* begin Record set *
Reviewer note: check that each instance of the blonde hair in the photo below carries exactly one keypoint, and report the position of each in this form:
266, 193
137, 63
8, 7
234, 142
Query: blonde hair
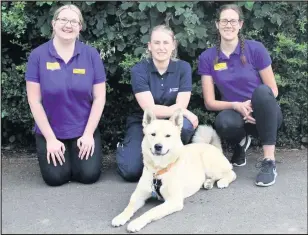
* end Record set *
The request
Render the data above as a JSON list of strings, with one string for each line and no blank lines. Leave the picture out.

Answer to this exercise
[
  "Reviewer note: check that each instance of the blonde hair in the photo below carries exactly one keypoint, and report the position of each in this form:",
  "266, 193",
  "137, 63",
  "8, 7",
  "234, 142",
  "Query: blonde hair"
]